/docker-graphite-statsd

Official Docker image for Graphite

Primary LanguagePythonMIT LicenseMIT

This repo was based on @hopsoft's docker-graphite-statsd docker image and was used as base for "official" Graphite docker image with his permission. Also, it contains parts of famous @obfuscurity's synthesize Graphite installer. Thanks a lot, Nathan and Jason!

Any suggestions / patches etc. are welcome!

Docker Image for Graphite & Statsd

Get Graphite & Statsd running instantly

Graphite & Statsd can be complex to setup. This image will have you running & collecting stats in just a few minutes.

Quick Start

docker run -d\
 --name graphite\
 --restart=always\
 -p 80:80\
 -p 2003-2004:2003-2004\
 -p 2023-2024:2023-2024\
 -p 8125:8125/udp\
 -p 8126:8126\
 graphiteapp/graphite-statsd

This starts a Docker container named: graphite

Please also note that you can freely remap container port to any host port in case of corresponding port is already occupied on host. It's also not mandatory to map all ports, map only required ports - please see table below.

That's it, you're done ... almost.

Includes the following components

  • Nginx - reverse proxies the graphite dashboard
  • Graphite - front-end dashboard
  • Carbon - back-end
  • Statsd - UDP based back-end proxy

Mapped Ports

Host Container Service
80 80 nginx
2003 2003 carbon receiver - plaintext
2004 2004 carbon receiver - pickle
2023 2023 carbon aggregator - plaintext
2024 2024 carbon aggregator - pickle
8080 8080 Graphite internal gunicorn port (without Nginx proxying).

■ Your tasks:
**a)** In the Graphite and Statsd Docker image page, which service does port 2024 map to?
**b)** Extend the Graphite and Statsd Docker image page, picking up right after its last line.

■ Dataset excerpt:

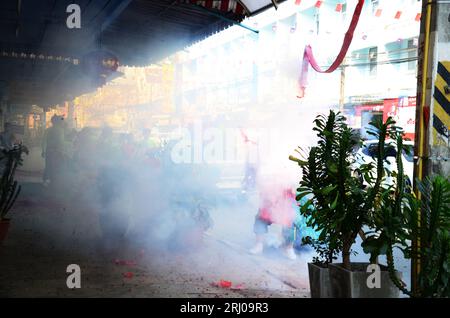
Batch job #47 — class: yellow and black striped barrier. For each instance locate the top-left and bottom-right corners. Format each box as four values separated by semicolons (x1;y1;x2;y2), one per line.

■ Per-task outputs:
**a)** Carbon aggregator, pickle.

**b)**
8125 8125 statsd
8126 8126 statsd admin

By default, statsd listens on the UDP port 8125. If you want it to listen on the TCP port 8125 instead, you can set the environment variable STATSD_INTERFACE to tcp when running the container.

Please also note that you can freely remap container port to any host port in case of corresponding port is already occupied on host.

Mounted Volumes

Host Container Notes
DOCKER ASSIGNED /opt/graphite/conf graphite config
DOCKER ASSIGNED /opt/graphite/storage graphite stats storage
DOCKER ASSIGNED /opt/graphite/webapp/graphite/functions/custom graphite custom functions dir
DOCKER ASSIGNED /etc/nginx nginx config
DOCKER ASSIGNED /opt/statsd/config statsd config
DOCKER ASSIGNED /etc/logrotate.d logrotate config
DOCKER ASSIGNED /var/log log files
DOCKER ASSIGNED /var/lib/redis Redis TagDB data (optional)

Base Image

Version before (and including) 1.1.4-9 were built using Phusion's base image. Current version is based on Alpine Linux because of image size (please see PR#66 for details).

  • All Graphite related processes are run as daemons & monitored with runit.
  • Includes additional services such as logrotate, nginx, optional Redis for TagDB and optional collectd instance.

Start Using Graphite & Statsd

Send Some Stats

Let's fake some stats with a random counter to prove things are working.

while true; do echo -n "example:$((RANDOM % 100))|c" | nc -w 1 -u 127.0.0.1 8125; done

Visualize the Data

Open Graphite in a browser.

Secure the Django Admin

Update the default Django admin user account. The default is insecure.

First login at: http://localhost/account/login Then update the root user's profile at: http://localhost/admin/auth/user/1/

Tunables

Additional environment variables can be set to adjust performance.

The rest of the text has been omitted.